▽
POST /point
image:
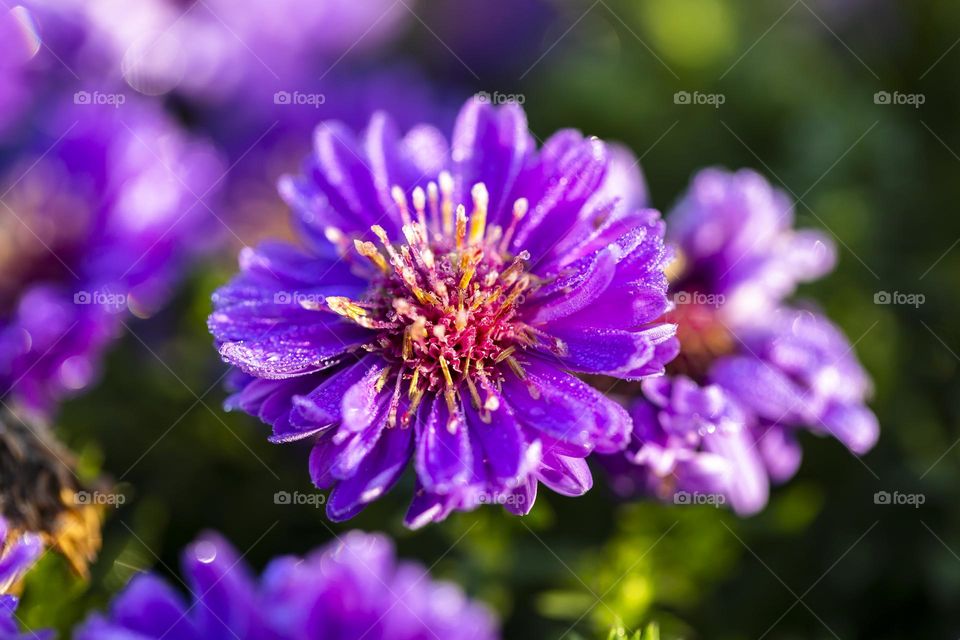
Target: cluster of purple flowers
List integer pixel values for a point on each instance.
(447, 291)
(753, 370)
(351, 589)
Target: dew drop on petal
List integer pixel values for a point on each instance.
(205, 551)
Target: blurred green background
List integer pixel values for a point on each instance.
(798, 81)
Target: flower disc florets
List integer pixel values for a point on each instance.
(445, 302)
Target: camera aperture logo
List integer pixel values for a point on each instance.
(115, 100)
(899, 298)
(112, 301)
(299, 99)
(99, 498)
(715, 300)
(897, 98)
(896, 498)
(699, 98)
(697, 497)
(500, 98)
(300, 299)
(296, 498)
(512, 499)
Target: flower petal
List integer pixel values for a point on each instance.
(444, 456)
(567, 409)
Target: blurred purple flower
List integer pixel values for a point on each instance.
(17, 553)
(736, 239)
(353, 588)
(229, 54)
(449, 343)
(689, 440)
(765, 368)
(98, 216)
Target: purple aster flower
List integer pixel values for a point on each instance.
(353, 588)
(746, 360)
(96, 224)
(690, 440)
(443, 296)
(19, 43)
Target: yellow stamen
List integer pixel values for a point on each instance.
(520, 207)
(369, 250)
(414, 383)
(505, 354)
(516, 368)
(400, 198)
(433, 199)
(446, 371)
(446, 202)
(382, 380)
(419, 205)
(478, 219)
(347, 308)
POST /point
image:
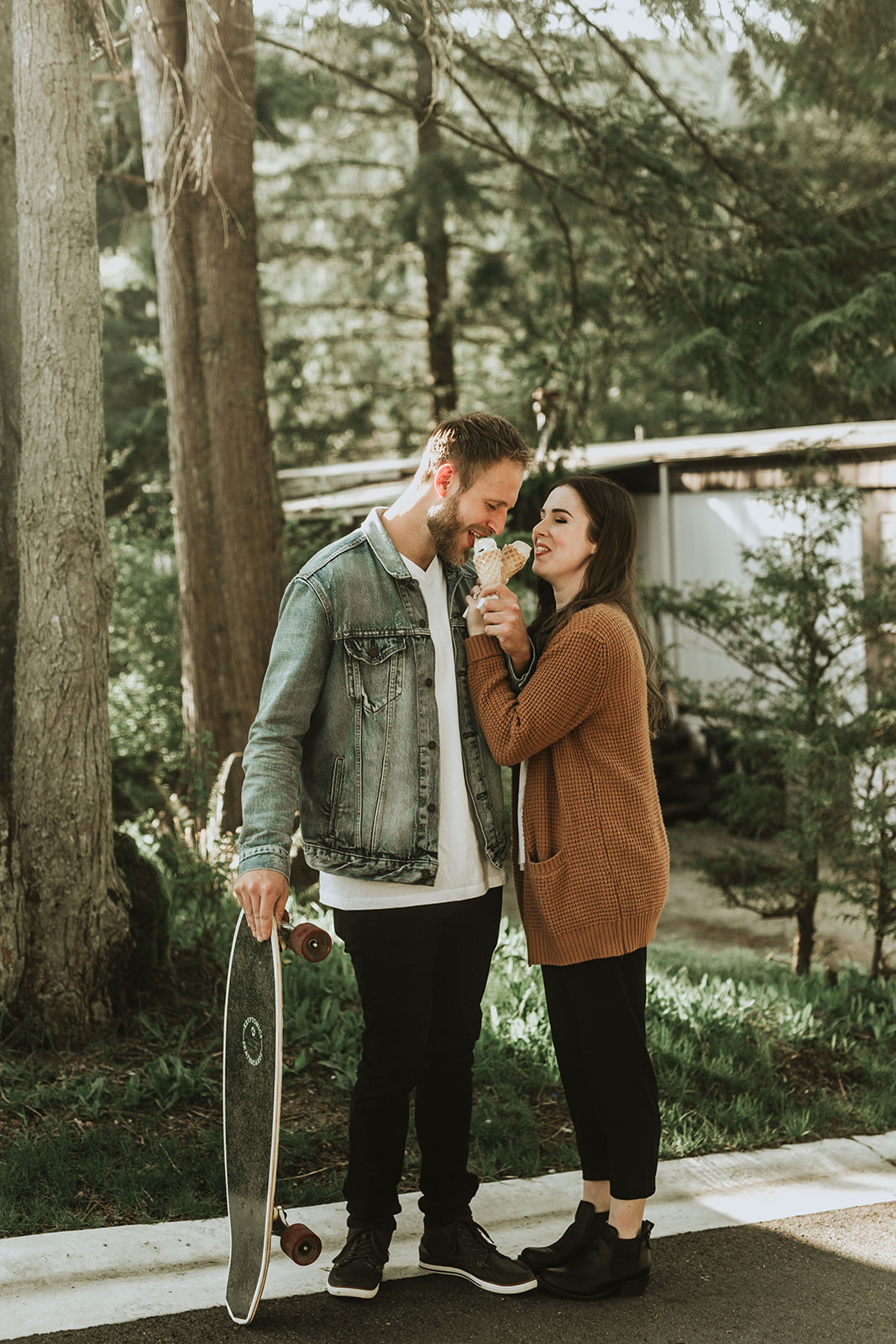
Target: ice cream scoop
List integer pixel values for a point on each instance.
(513, 557)
(486, 558)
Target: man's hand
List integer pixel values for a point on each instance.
(474, 622)
(262, 894)
(503, 618)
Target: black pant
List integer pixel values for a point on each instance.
(421, 974)
(597, 1011)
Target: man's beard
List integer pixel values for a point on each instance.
(448, 533)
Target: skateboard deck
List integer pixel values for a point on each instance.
(253, 1089)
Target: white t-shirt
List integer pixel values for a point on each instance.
(464, 870)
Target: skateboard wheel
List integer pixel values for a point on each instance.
(311, 942)
(300, 1243)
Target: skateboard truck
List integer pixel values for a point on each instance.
(296, 1241)
(307, 941)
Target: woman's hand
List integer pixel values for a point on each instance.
(503, 617)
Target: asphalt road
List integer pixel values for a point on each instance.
(829, 1278)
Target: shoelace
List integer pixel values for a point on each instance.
(362, 1247)
(481, 1236)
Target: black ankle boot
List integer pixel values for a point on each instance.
(577, 1238)
(609, 1268)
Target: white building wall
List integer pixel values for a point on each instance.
(707, 533)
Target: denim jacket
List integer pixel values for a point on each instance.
(347, 726)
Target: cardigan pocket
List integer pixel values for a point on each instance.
(547, 882)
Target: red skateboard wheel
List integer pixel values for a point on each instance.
(300, 1243)
(311, 942)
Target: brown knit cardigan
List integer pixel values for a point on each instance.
(597, 859)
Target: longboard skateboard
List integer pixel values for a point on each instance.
(253, 1090)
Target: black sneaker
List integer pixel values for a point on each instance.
(465, 1249)
(358, 1269)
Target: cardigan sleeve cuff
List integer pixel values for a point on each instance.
(483, 647)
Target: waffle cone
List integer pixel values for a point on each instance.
(488, 566)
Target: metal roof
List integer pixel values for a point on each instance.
(860, 436)
(364, 486)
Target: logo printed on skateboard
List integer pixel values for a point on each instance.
(253, 1042)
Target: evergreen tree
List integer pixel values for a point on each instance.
(799, 629)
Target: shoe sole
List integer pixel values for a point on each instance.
(352, 1292)
(629, 1288)
(479, 1283)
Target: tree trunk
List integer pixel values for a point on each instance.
(195, 76)
(430, 228)
(805, 934)
(60, 768)
(13, 897)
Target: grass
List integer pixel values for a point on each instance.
(129, 1131)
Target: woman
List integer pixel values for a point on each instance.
(591, 860)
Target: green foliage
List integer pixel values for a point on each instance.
(132, 1133)
(801, 629)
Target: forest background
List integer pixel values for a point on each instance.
(316, 241)
(238, 242)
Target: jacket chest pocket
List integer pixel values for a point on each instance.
(375, 669)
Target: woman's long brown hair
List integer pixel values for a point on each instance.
(610, 577)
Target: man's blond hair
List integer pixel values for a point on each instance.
(472, 444)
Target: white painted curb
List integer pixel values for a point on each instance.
(62, 1281)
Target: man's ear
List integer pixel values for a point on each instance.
(443, 476)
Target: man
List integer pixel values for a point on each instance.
(367, 719)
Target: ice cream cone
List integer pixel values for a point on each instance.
(486, 558)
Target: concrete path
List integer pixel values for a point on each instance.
(78, 1281)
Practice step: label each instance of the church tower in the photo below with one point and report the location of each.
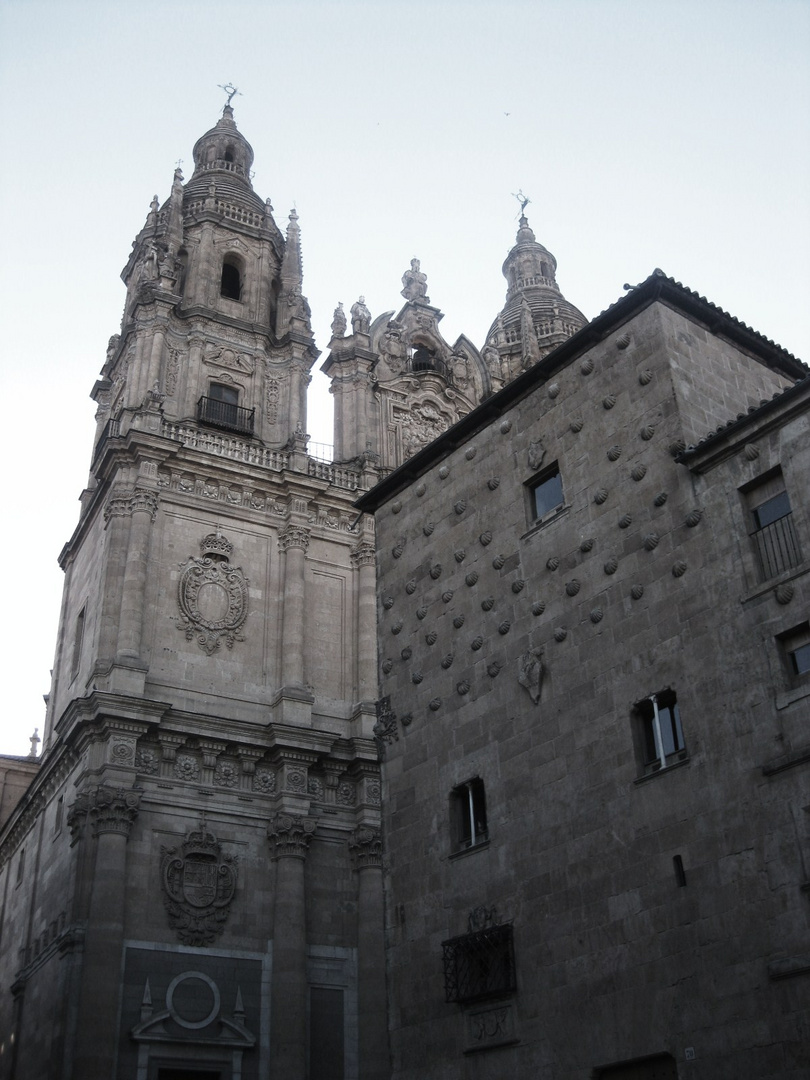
(192, 882)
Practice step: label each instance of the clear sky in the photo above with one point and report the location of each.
(673, 135)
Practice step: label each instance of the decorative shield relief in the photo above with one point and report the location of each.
(213, 596)
(199, 883)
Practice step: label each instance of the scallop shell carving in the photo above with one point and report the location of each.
(784, 593)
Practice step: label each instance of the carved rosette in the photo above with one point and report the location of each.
(213, 596)
(289, 835)
(199, 883)
(365, 848)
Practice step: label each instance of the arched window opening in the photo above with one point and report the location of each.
(231, 283)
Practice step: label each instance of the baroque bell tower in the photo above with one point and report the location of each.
(202, 840)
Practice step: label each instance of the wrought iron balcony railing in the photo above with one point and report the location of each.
(225, 415)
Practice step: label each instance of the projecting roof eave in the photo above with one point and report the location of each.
(657, 287)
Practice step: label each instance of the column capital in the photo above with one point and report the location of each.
(289, 834)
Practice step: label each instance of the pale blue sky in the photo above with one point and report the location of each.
(672, 135)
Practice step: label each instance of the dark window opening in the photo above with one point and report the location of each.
(231, 282)
(480, 966)
(547, 493)
(468, 814)
(662, 736)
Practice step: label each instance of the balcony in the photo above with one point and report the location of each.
(777, 548)
(225, 415)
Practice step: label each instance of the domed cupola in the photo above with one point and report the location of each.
(536, 318)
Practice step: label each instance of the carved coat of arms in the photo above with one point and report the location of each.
(213, 596)
(199, 883)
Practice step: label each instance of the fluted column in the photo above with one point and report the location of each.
(366, 850)
(144, 507)
(363, 561)
(110, 812)
(294, 542)
(289, 836)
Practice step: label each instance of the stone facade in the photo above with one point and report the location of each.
(582, 880)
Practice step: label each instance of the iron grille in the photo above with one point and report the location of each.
(226, 415)
(480, 966)
(777, 547)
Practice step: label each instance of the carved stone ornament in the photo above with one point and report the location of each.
(199, 883)
(213, 596)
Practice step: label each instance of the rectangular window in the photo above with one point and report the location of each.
(661, 736)
(468, 814)
(480, 966)
(545, 493)
(772, 531)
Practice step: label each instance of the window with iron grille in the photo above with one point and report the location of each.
(480, 966)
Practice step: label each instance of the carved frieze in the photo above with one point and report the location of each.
(199, 883)
(213, 596)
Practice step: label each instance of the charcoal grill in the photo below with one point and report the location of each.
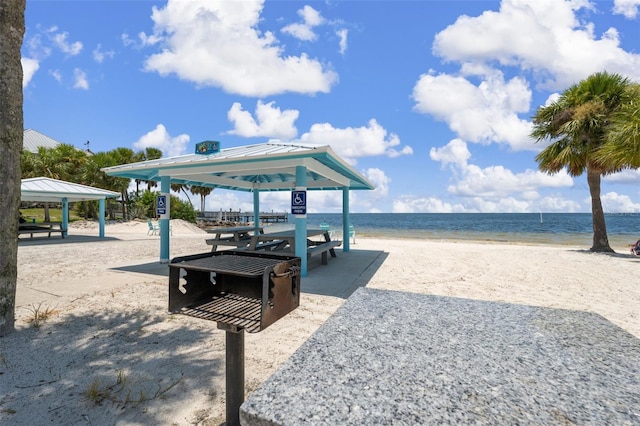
(239, 291)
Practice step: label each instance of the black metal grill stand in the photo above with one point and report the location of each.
(234, 375)
(241, 291)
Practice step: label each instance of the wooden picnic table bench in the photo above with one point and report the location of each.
(285, 241)
(41, 228)
(238, 236)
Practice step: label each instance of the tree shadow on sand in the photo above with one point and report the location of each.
(138, 367)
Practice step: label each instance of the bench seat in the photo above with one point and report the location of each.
(229, 241)
(323, 249)
(47, 231)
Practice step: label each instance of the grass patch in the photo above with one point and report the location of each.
(40, 315)
(125, 391)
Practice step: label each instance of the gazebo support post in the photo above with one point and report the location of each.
(256, 210)
(65, 214)
(101, 208)
(165, 189)
(301, 221)
(345, 219)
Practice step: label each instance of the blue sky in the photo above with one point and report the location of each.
(431, 100)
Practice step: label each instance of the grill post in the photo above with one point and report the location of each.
(234, 375)
(240, 291)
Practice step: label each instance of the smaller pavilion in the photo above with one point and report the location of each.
(44, 189)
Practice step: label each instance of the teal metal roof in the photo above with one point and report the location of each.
(46, 189)
(264, 167)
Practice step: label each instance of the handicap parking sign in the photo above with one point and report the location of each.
(298, 202)
(161, 205)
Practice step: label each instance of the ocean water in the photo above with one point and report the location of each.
(548, 228)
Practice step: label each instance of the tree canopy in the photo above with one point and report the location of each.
(589, 127)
△
Exercise brief
Out of the data above, give again only the lines starting at the one holding "Target: skateboard truck" and ending at the one holding "Target: black ankle boot", unchanged.

Solution
Target: skateboard truck
List integer pixel values for a point on each instance.
(296, 1241)
(307, 941)
Target: woman's hand
List integer pixel values for a point on each instance.
(503, 617)
Target: asphalt road
List integer pixel values for a point on each instance.
(829, 1278)
Target: shoelace
List integer pixel values for a point on each instance.
(362, 1247)
(481, 1236)
Target: black ankle boot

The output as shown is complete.